** START OF Material provided **

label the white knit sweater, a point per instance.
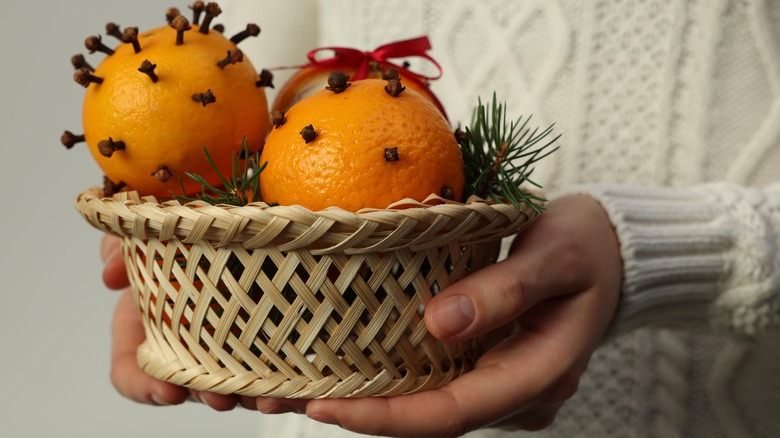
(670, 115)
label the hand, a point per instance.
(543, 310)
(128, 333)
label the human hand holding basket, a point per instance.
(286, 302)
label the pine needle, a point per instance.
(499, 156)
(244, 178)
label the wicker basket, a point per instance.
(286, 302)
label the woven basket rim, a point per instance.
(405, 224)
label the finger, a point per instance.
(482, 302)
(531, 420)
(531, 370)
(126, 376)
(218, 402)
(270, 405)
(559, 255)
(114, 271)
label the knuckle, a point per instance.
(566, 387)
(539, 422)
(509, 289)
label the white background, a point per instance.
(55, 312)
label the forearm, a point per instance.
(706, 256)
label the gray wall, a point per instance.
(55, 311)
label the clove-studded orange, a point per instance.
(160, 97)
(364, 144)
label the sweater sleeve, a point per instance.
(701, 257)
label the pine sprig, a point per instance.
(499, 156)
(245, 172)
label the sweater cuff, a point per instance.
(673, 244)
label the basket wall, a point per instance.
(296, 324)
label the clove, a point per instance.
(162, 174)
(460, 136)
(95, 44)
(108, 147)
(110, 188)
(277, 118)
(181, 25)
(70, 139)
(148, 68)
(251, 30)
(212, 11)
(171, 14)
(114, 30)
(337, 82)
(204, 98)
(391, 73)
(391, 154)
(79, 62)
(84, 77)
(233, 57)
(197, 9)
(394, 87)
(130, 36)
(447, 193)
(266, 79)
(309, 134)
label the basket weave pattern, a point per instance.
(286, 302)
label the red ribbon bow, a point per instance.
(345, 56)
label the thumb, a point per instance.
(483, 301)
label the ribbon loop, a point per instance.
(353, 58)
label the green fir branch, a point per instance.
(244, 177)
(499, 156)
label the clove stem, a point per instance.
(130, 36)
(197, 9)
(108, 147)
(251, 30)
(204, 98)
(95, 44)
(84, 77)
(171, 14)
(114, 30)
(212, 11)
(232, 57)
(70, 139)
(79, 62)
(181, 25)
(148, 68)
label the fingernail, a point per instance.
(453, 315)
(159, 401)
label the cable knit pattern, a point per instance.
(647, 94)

** END OF Material provided **
** START OF Material provided **

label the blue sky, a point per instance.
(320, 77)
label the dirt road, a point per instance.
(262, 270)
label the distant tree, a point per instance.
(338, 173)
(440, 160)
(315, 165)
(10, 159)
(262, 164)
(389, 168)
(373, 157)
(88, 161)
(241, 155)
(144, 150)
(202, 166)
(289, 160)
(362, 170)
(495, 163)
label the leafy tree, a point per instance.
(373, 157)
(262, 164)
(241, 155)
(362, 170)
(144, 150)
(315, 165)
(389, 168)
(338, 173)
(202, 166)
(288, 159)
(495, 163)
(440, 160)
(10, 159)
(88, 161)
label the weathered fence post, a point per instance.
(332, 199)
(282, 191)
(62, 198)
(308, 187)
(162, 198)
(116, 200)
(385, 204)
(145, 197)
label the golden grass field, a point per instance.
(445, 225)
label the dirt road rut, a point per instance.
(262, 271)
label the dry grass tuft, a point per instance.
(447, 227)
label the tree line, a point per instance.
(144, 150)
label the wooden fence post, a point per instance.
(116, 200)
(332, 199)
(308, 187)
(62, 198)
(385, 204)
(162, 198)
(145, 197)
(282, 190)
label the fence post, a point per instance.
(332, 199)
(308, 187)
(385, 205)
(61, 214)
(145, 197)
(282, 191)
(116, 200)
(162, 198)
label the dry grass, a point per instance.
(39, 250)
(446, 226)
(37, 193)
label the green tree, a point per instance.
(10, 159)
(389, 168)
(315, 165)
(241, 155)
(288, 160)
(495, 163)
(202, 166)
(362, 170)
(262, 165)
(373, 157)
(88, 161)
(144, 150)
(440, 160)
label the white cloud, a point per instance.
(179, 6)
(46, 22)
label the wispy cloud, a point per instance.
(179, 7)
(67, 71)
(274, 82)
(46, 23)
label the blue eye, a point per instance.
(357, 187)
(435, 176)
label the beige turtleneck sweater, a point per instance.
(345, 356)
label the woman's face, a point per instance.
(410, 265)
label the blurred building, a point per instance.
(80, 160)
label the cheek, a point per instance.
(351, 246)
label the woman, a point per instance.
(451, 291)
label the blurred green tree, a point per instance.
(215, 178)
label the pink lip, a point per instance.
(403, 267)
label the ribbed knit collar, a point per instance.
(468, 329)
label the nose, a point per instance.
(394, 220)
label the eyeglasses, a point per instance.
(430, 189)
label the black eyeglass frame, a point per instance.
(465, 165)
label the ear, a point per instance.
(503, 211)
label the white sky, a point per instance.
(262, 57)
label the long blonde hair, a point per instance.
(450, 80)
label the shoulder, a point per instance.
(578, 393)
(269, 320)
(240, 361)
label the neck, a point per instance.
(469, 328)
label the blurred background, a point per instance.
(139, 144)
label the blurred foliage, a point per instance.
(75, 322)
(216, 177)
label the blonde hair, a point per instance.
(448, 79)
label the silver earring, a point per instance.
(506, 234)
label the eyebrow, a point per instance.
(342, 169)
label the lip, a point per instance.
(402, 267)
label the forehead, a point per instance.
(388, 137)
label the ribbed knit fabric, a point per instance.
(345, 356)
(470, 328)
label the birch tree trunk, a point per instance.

** END OF Material provided **

▶ _Given request_
Filter the saved entries above, copying each line that contains the string "blue".

▶ _Exercise answer_
label the blue sky, a point per instance.
label the blue eye, a point per instance.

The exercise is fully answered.